**What this exercise asks**
a - In the Knoydart text, rename "working group" to "task force" and give the passage from "Wildflowers bloomed on" to "encourage greener tourism." with that change.
b - Answer these questions from the Knoydart text:
(i) How many trees has the Foundation planted since its creation?
(ii) What did the community larder offer during Covid-19?
(iii) What is Danny Gorman's occupation?

**Provided text**
_ _ _ _

The Foundation has planted half a million trees since its creation, and reinvests profits from sustainable timber back into the community. It operates affordable housing and employment schemes for residents, runs a friendly bunkhouse and shop for passing hikers, and allocates land for deerstalking, farming and even beekeeping. It has no leader, but is run by a baffling series of committees — with all 100-odd residents involved in decision making.

Covid-19 saw ferry timetables slashed, and the drawbridge shut to the wider world. Knoydart doubled down on its self-sufficiency: a community larder offered free essentials to anyone who needed them. Locals picked up buckets of langoustines from passing fishing boats, and kale and turnips from a community garden. Not one case of the virus found its way to Knoydart and no one ran out of toilet roll.

Wildflowers bloomed on trails usually trammelled by tourists, and — with little boat traffic — you could stand on the end of the pier and stare into a crystal-clear sea. Seeing the environment transformed, a new working group was formed: looking to plant more trees, and encourage greener tourism.

“The planet is fucked,” forester Danny Gorman told me when I visited. “But here we are at its raggedy edge, building in resilience. It might be too little too late — but at least we’re trying.”

A red deer in Knoydart; deer stalking provides one income stream for the community © Alamy

In the jigsaw of Knoydart community life, one senses there is just one missing piece.

“We want [The Old Forge] to be how it used to be back in the day,” says Sam Humphrey of Knoydart Brewery, who are supporting the bid. “To see the old crowds back: the walkers, the sailors, the families coming over for day trips. For music sessions to break out in the pub again.”

_ _ _ _

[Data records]

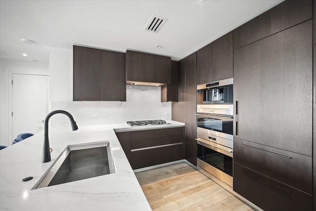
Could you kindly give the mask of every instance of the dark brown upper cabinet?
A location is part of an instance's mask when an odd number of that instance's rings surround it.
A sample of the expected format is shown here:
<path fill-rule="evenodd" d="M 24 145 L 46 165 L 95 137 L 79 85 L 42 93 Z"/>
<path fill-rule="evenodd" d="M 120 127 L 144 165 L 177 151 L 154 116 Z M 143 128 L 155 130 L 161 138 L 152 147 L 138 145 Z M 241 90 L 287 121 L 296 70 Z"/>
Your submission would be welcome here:
<path fill-rule="evenodd" d="M 285 0 L 234 30 L 234 49 L 313 18 L 313 0 Z"/>
<path fill-rule="evenodd" d="M 74 101 L 126 101 L 125 54 L 74 45 Z"/>
<path fill-rule="evenodd" d="M 127 50 L 126 81 L 170 84 L 171 60 L 167 56 Z"/>
<path fill-rule="evenodd" d="M 212 43 L 197 52 L 197 84 L 200 84 L 213 81 L 212 71 Z"/>
<path fill-rule="evenodd" d="M 212 45 L 212 81 L 233 78 L 233 32 L 213 42 Z"/>
<path fill-rule="evenodd" d="M 74 45 L 74 101 L 101 100 L 101 53 Z"/>
<path fill-rule="evenodd" d="M 312 156 L 313 20 L 234 50 L 234 138 Z"/>
<path fill-rule="evenodd" d="M 126 101 L 125 53 L 102 50 L 102 101 Z"/>
<path fill-rule="evenodd" d="M 179 62 L 171 61 L 171 84 L 161 86 L 161 102 L 178 102 Z"/>

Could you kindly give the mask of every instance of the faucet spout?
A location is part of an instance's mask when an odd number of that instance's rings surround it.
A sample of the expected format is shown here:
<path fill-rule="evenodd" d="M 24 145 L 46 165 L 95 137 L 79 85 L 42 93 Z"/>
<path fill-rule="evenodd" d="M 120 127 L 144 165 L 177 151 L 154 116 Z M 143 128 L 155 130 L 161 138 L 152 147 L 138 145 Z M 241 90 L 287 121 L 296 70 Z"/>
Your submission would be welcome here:
<path fill-rule="evenodd" d="M 50 118 L 52 116 L 56 114 L 65 114 L 68 117 L 69 120 L 70 120 L 70 123 L 71 124 L 73 130 L 77 130 L 78 129 L 78 126 L 77 126 L 77 124 L 76 123 L 76 122 L 75 122 L 75 120 L 74 120 L 74 118 L 71 114 L 67 111 L 58 110 L 52 111 L 47 114 L 44 122 L 44 143 L 43 144 L 43 152 L 41 157 L 42 163 L 47 163 L 51 161 L 50 152 L 49 152 L 49 141 L 48 140 L 48 120 L 49 120 L 49 118 Z"/>

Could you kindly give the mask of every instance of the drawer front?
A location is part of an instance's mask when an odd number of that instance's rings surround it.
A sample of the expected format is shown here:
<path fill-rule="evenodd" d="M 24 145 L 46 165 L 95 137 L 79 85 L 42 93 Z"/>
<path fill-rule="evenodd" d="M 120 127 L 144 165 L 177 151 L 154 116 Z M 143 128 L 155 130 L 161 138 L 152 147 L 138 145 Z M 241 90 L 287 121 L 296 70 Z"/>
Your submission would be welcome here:
<path fill-rule="evenodd" d="M 122 146 L 122 148 L 127 158 L 127 160 L 131 163 L 131 132 L 120 132 L 116 133 L 117 137 Z"/>
<path fill-rule="evenodd" d="M 234 142 L 235 162 L 312 194 L 312 157 L 235 137 Z"/>
<path fill-rule="evenodd" d="M 133 169 L 172 161 L 172 146 L 132 152 Z"/>
<path fill-rule="evenodd" d="M 184 144 L 177 144 L 172 146 L 172 161 L 184 159 Z"/>
<path fill-rule="evenodd" d="M 172 128 L 172 135 L 183 135 L 184 128 L 183 127 Z"/>
<path fill-rule="evenodd" d="M 267 211 L 312 211 L 313 198 L 238 164 L 234 166 L 234 190 Z"/>
<path fill-rule="evenodd" d="M 132 141 L 132 149 L 163 145 L 171 143 L 172 143 L 172 136 L 133 140 Z"/>
<path fill-rule="evenodd" d="M 182 143 L 184 142 L 184 136 L 183 135 L 174 135 L 172 136 L 172 143 Z"/>
<path fill-rule="evenodd" d="M 172 135 L 172 129 L 171 128 L 132 131 L 132 140 L 146 139 Z"/>

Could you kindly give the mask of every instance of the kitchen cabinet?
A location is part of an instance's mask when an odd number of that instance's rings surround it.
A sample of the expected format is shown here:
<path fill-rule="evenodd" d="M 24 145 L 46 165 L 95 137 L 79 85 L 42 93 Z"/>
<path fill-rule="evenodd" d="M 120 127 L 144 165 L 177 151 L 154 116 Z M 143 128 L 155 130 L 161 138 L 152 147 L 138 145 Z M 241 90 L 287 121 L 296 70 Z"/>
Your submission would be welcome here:
<path fill-rule="evenodd" d="M 74 45 L 74 101 L 126 101 L 123 53 Z"/>
<path fill-rule="evenodd" d="M 313 19 L 313 167 L 316 166 L 316 3 L 314 3 Z M 314 189 L 314 209 L 316 210 L 316 168 L 313 168 L 313 189 Z"/>
<path fill-rule="evenodd" d="M 313 0 L 285 0 L 234 30 L 234 49 L 313 18 Z"/>
<path fill-rule="evenodd" d="M 171 83 L 161 86 L 161 102 L 178 101 L 179 62 L 171 61 Z"/>
<path fill-rule="evenodd" d="M 102 50 L 102 100 L 126 101 L 125 54 Z"/>
<path fill-rule="evenodd" d="M 233 78 L 233 32 L 214 41 L 212 47 L 212 81 Z"/>
<path fill-rule="evenodd" d="M 312 195 L 236 163 L 234 190 L 264 210 L 313 209 Z"/>
<path fill-rule="evenodd" d="M 178 78 L 178 101 L 172 103 L 171 118 L 173 120 L 186 122 L 186 77 L 185 62 L 184 59 L 179 62 Z"/>
<path fill-rule="evenodd" d="M 206 84 L 213 81 L 212 43 L 210 43 L 197 51 L 197 83 Z"/>
<path fill-rule="evenodd" d="M 197 52 L 197 83 L 233 78 L 233 32 Z"/>
<path fill-rule="evenodd" d="M 116 132 L 133 169 L 184 159 L 183 127 Z"/>
<path fill-rule="evenodd" d="M 235 138 L 234 161 L 312 194 L 312 157 Z"/>
<path fill-rule="evenodd" d="M 310 20 L 234 51 L 234 138 L 312 156 L 312 30 Z"/>
<path fill-rule="evenodd" d="M 132 163 L 131 161 L 131 156 L 130 151 L 131 149 L 131 133 L 130 131 L 115 133 L 130 164 Z"/>
<path fill-rule="evenodd" d="M 127 50 L 126 73 L 127 83 L 151 82 L 169 84 L 171 82 L 171 58 Z"/>
<path fill-rule="evenodd" d="M 101 50 L 74 45 L 74 101 L 101 101 Z"/>
<path fill-rule="evenodd" d="M 178 102 L 172 103 L 172 120 L 184 122 L 185 159 L 197 166 L 197 52 L 179 62 Z"/>

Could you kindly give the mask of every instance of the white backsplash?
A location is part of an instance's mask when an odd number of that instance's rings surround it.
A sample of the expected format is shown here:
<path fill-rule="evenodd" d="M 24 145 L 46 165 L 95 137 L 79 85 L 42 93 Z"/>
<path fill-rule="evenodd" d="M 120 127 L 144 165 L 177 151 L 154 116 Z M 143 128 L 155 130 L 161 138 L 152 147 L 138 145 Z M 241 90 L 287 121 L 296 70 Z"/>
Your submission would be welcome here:
<path fill-rule="evenodd" d="M 126 85 L 126 102 L 50 102 L 50 111 L 68 111 L 79 127 L 135 120 L 171 120 L 171 103 L 161 102 L 160 98 L 160 87 Z M 94 118 L 94 114 L 108 117 Z M 65 115 L 54 115 L 50 122 L 53 127 L 71 127 Z"/>

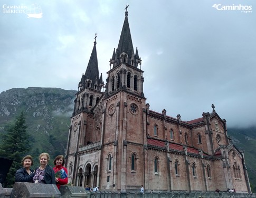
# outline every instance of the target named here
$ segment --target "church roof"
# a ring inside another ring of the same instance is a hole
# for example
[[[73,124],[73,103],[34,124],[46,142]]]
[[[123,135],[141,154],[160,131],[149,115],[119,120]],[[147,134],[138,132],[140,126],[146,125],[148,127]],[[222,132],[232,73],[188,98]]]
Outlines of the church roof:
[[[151,145],[157,147],[165,148],[165,142],[163,141],[153,139],[148,139],[148,145]],[[181,144],[177,144],[173,143],[172,142],[169,143],[169,148],[170,150],[184,152],[184,149],[183,149],[183,145]],[[199,151],[198,149],[195,149],[192,147],[187,147],[187,151],[188,153],[199,154]],[[208,155],[203,153],[204,156],[208,156]]]
[[[186,122],[192,124],[195,124],[196,123],[198,123],[198,122],[201,122],[204,121],[204,118],[197,118],[194,120],[192,120],[191,121],[187,121]]]

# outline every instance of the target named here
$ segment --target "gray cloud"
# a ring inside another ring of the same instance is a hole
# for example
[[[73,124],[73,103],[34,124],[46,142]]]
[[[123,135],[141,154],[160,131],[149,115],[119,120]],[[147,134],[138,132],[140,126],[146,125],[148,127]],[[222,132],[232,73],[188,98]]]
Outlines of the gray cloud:
[[[34,3],[6,1],[1,6]],[[99,71],[106,79],[126,2],[39,3],[40,19],[0,13],[0,92],[27,87],[77,89],[96,33]],[[253,12],[217,11],[214,4],[251,5]],[[128,4],[151,109],[165,109],[168,115],[181,114],[188,121],[211,112],[214,103],[228,126],[255,124],[254,1],[132,0]]]

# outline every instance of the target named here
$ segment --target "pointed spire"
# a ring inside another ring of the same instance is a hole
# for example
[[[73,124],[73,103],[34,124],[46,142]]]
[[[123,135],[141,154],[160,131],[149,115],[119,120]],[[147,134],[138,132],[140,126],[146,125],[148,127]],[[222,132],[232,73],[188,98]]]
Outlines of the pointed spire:
[[[102,80],[102,73],[100,73],[100,84],[103,84],[103,80]]]
[[[139,59],[139,53],[138,52],[138,47],[136,47],[136,53],[135,54],[135,59]]]
[[[125,53],[128,55],[128,64],[131,65],[131,58],[134,57],[134,51],[132,46],[132,41],[130,32],[130,27],[128,19],[127,8],[128,5],[126,5],[125,21],[122,28],[122,32],[120,36],[118,47],[116,49],[116,58],[118,59],[118,64],[120,63],[120,55],[121,53]]]
[[[97,34],[95,34],[93,48],[89,60],[88,65],[84,75],[82,77],[81,87],[90,87],[99,90],[100,79],[99,76],[99,67],[98,65],[97,52],[96,50],[96,37]],[[90,85],[89,86],[88,85]]]

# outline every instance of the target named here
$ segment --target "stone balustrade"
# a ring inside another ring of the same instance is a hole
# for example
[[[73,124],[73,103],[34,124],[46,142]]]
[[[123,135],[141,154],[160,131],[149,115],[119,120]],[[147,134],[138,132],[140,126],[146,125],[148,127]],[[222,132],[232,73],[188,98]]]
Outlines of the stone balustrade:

_ _ _ _

**Answers in order**
a -
Wildflowers bloomed on trails usually trammelled by tourists, and — with little boat traffic — you could stand on the end of the pier and stare into a crystal-clear sea. Seeing the environment transformed, a new task force was formed: looking to plant more trees, and encourage greener tourism.

b -
(i) Half a million.
(ii) Free essentials to anyone who needed them.
(iii) Forester.